[Text block]
Amusement park in Addis Ababa, Ethiopia

Unity Park (Amharic: አንድነት ፓርክ) is an amusement park located in Arat Kilo district of Addis Ababa, in the compound of National Palace. Established in October 2019, it features a zoo and historical artifacts. Entrance is purchased by online services such as Ethio telecom or using Commercial Bank of Ethiopia or in person in the compound premises.

==Overview==
Inaugurated on October 10, 2019, it is part of the beautification project of Addis Ababa. Unity Park's attractions include historical artifacts and a focus on Ethiopian culture. There are 37 mammals, including giraffe, zebra, Gelada baboon, kudu, Impalas, common eland, gemsbok, meerkat, cheetah, African wild dogs, nyala, and wildebeest, as well as thirteen species of aquatic animals, and various indigenous birds in the aviary.
[/Text block]
- Work to complete
a) Answer these questions using the text about Unity Park:
(i) In which district of Addis Ababa is the park located?
(ii) On what date was it inaugurated?
(iii) How many species of aquatic animals does it have?
b) Reproduce the Unity Park text from "Amusement park in" to "the compound premises." word for word.
c) Carry on the text about Unity Park from the end of its last sentence.
[Data provided]
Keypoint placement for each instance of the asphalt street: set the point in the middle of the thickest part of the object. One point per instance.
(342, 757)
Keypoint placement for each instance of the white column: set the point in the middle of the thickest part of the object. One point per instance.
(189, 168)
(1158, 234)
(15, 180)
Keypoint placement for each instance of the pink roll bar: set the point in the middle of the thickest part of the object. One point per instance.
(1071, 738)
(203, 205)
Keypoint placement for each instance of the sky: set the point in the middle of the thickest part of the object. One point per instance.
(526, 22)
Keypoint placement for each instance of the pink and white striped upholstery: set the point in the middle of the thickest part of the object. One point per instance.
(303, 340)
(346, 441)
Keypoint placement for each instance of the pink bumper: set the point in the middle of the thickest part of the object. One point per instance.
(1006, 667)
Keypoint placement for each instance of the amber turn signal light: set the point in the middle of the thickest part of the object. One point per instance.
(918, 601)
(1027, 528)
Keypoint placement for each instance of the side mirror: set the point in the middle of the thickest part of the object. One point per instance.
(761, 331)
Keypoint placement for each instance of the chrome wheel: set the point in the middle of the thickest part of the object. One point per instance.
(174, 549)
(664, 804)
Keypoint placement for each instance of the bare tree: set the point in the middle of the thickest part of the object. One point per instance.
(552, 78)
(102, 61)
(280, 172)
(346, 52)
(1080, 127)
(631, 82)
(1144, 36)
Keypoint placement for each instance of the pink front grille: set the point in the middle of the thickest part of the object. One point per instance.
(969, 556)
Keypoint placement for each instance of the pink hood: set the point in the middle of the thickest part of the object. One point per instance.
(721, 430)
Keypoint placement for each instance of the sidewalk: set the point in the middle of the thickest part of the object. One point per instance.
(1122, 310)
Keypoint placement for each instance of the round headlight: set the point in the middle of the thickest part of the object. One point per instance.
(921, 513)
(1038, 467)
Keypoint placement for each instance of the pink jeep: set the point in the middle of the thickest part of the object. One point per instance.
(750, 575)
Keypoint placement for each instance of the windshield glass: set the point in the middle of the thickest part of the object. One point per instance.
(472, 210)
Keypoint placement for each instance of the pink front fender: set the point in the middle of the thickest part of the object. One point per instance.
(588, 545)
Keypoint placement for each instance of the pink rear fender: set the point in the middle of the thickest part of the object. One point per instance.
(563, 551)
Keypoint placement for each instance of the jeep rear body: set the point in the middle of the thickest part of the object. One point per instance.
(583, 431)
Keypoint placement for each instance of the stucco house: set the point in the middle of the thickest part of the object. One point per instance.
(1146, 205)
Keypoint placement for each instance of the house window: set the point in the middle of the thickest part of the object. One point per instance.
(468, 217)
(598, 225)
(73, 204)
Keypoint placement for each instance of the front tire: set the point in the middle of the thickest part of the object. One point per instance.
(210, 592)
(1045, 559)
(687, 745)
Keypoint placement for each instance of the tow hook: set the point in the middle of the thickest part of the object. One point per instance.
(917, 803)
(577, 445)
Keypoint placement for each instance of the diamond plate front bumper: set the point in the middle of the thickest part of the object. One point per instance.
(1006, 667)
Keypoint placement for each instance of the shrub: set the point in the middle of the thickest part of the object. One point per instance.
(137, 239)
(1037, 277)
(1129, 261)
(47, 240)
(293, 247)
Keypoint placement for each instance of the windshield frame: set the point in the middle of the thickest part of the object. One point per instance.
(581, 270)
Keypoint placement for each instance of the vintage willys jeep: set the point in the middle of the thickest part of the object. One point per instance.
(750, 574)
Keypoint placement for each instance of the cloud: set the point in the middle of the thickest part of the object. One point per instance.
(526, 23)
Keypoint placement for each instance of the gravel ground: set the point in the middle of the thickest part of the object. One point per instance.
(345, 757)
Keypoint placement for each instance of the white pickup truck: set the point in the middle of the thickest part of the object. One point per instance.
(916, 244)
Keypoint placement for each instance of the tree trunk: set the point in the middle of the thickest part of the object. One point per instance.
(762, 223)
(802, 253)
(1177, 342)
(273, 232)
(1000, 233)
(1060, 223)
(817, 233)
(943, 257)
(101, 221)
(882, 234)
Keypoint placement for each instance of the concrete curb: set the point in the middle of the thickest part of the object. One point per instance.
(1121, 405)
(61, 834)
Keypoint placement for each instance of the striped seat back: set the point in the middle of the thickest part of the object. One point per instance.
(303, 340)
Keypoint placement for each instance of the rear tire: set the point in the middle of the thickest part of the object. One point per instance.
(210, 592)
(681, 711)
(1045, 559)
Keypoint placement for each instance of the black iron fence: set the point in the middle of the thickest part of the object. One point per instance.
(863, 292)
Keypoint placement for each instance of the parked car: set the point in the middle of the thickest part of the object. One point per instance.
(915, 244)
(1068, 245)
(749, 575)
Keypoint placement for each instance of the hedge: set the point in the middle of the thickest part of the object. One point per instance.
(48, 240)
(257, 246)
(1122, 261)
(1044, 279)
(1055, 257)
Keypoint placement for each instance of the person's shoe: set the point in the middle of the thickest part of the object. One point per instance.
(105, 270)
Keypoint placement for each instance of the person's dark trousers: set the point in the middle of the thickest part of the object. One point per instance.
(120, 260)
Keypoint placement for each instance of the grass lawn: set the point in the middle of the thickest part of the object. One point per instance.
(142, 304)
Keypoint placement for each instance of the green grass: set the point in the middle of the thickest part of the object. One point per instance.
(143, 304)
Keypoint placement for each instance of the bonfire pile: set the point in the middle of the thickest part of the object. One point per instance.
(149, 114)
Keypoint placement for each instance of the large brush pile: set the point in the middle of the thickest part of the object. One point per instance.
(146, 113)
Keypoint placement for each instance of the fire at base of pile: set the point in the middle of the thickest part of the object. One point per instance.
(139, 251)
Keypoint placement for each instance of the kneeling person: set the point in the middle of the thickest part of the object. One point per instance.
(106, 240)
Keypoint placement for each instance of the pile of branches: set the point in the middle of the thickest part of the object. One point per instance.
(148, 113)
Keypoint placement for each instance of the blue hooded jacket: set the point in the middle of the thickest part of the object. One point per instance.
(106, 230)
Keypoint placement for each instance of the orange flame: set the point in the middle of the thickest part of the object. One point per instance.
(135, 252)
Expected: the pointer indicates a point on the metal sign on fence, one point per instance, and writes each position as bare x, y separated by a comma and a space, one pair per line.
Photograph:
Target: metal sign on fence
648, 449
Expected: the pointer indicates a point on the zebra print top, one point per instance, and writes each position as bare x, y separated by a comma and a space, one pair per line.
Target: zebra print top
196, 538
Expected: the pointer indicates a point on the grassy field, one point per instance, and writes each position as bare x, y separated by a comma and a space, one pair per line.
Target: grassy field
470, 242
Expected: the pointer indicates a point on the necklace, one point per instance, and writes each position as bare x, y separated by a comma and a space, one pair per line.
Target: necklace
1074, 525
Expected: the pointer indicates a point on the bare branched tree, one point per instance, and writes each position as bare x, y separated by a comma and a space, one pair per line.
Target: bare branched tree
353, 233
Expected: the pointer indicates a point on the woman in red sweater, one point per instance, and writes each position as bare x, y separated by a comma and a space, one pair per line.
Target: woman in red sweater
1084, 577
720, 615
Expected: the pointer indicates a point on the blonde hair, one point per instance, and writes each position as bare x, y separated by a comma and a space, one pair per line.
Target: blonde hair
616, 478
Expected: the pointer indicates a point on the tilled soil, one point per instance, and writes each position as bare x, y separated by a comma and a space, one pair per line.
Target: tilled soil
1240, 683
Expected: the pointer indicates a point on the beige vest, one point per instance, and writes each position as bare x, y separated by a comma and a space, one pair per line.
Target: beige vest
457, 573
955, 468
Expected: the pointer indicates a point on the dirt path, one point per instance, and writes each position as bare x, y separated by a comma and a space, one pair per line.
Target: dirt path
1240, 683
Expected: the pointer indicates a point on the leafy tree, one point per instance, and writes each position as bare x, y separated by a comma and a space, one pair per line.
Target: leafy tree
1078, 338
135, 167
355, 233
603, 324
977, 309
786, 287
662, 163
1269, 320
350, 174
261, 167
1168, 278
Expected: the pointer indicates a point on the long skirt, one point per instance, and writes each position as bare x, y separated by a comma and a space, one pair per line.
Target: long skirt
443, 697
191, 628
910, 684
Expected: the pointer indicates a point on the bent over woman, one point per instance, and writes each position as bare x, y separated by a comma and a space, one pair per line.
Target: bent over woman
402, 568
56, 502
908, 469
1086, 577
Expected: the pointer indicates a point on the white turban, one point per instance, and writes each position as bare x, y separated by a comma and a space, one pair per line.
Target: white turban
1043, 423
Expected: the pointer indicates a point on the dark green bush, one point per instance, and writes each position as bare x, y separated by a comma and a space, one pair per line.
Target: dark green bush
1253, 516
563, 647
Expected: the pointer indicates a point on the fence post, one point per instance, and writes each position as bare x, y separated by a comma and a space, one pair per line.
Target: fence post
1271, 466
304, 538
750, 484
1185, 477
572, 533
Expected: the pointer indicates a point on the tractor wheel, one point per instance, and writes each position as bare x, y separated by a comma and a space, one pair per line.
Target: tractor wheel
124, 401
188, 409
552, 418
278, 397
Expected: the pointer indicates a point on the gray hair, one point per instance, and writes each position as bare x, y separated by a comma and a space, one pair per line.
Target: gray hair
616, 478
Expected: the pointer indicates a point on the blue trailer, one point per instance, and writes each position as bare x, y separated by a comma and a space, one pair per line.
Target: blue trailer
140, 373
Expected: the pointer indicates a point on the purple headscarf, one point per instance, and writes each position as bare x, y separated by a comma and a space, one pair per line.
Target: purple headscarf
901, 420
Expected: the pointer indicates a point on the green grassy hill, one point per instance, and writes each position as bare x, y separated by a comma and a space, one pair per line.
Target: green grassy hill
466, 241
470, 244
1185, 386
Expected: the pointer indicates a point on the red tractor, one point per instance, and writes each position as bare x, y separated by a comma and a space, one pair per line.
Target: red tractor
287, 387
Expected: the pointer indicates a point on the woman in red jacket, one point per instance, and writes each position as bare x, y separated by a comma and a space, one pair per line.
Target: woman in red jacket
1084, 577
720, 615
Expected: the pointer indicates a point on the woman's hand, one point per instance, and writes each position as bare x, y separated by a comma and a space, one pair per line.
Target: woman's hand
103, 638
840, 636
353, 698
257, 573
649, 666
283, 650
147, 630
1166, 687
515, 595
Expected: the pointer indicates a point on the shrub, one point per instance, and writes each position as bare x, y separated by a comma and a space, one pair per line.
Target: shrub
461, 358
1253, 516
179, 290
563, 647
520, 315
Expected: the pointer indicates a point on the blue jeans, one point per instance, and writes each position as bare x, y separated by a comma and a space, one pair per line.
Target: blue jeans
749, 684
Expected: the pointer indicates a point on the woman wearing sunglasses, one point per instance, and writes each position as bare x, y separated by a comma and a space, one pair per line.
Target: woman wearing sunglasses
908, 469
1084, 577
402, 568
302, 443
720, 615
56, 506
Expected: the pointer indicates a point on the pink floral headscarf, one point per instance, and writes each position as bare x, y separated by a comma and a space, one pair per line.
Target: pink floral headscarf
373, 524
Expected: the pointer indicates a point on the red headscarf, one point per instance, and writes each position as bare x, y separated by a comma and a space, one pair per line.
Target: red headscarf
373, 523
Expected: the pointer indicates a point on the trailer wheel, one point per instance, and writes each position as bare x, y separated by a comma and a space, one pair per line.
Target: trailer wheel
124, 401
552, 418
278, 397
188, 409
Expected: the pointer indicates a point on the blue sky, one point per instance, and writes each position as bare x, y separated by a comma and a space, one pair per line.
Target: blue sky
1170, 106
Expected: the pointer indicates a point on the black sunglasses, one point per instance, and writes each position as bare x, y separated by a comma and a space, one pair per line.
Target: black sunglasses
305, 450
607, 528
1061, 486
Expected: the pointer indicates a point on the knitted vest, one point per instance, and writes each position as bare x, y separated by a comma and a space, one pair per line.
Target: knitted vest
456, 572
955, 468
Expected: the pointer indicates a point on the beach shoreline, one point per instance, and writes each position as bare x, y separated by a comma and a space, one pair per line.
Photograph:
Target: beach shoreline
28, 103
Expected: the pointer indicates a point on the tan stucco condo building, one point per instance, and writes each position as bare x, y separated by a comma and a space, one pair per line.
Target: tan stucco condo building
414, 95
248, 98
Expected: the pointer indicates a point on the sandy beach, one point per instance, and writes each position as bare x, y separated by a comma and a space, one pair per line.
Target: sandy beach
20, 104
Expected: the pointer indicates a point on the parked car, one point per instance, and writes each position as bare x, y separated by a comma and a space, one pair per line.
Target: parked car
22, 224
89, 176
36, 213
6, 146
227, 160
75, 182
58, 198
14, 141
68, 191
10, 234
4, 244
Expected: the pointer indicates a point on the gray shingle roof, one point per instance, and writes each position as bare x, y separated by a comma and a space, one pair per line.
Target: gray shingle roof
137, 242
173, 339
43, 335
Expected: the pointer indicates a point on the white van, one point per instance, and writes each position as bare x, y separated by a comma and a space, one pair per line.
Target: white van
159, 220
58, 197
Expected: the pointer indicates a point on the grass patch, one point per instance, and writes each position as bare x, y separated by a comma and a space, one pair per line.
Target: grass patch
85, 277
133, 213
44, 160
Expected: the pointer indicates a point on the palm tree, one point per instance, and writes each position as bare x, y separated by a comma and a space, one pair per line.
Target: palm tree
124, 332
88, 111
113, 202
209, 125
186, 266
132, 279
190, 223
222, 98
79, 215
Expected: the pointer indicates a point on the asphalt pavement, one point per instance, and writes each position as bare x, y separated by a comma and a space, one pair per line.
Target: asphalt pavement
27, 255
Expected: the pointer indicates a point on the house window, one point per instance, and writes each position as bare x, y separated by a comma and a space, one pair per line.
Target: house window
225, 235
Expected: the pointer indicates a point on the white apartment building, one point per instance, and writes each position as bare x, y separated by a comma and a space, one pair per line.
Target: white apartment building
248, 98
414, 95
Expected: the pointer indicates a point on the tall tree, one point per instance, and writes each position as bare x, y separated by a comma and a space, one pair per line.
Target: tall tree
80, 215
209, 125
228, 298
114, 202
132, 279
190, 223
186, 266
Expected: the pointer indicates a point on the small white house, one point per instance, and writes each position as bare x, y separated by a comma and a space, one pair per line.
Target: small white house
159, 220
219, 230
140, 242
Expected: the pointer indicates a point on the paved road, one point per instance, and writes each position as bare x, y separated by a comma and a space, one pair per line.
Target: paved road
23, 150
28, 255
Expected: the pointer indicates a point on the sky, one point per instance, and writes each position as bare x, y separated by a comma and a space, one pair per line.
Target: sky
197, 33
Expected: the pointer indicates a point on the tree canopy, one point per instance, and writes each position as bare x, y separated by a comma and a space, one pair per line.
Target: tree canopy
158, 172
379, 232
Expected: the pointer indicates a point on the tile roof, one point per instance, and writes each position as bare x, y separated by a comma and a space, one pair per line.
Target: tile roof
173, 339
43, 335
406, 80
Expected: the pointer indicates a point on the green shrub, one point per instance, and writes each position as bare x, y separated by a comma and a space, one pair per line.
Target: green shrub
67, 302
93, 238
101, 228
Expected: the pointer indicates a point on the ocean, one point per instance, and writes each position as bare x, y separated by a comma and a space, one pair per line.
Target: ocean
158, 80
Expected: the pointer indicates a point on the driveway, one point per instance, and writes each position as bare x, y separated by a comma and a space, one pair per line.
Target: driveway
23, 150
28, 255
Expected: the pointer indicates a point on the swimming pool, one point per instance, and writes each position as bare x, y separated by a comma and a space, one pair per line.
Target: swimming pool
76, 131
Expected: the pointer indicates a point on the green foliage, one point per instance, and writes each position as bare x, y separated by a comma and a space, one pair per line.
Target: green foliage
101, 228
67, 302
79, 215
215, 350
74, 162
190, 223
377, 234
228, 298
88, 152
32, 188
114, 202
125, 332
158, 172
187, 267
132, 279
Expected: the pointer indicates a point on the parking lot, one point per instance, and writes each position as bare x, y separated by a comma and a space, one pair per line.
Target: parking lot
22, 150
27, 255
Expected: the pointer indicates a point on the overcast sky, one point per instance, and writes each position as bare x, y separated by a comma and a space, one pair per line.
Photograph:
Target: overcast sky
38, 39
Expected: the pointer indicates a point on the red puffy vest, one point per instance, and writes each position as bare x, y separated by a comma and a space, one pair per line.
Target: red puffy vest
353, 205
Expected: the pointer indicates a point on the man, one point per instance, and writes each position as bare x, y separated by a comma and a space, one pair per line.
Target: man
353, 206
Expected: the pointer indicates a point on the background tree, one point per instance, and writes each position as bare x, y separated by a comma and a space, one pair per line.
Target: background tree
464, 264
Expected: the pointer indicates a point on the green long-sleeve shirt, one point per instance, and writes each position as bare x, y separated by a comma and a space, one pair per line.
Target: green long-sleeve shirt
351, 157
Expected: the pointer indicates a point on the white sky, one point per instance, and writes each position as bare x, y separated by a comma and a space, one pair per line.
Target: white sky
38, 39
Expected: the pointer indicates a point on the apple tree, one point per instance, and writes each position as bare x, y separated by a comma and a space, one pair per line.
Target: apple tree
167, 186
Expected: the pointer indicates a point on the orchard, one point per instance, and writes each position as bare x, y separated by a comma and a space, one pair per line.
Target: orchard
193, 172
[/Data provided]
- Written responses
a)
(i) Arat Kilo
(ii) October 10, 2019
(iii) Thirteen

b)
Amusement park in Addis Ababa, Ethiopia

Unity Park (Amharic: አንድነት ፓርክ) is an amusement park located in Arat Kilo district of Addis Ababa, in the compound of National Palace. Established in October 2019, it features a zoo and historical artifacts. Entrance is purchased by online services such as Ethio telecom or using Commercial Bank of Ethiopia or in person in the compound premises.

c)
==Historical artifacts==
The park also exhibits historical artifacts ranging from simple objects to relics from ancient civilizations. Every artifact is made of gold, from Emperor Haile Selassie's throne to simple restaurant materials. There are also religious books written in Amharic, English and Ge'ez languages. These books can be used for research and study.

==Opening time and ticket deliveries==
Unity Park is open for six days per week (tues-sun) starting from 9 am to 4 pm afternoon. It is closed on Mondays for cleaning.

Admission must be purchased before visiting the park. Payment may be made via SMS, online via Ethio telecom, or via Commercial Bank of Ethiopia.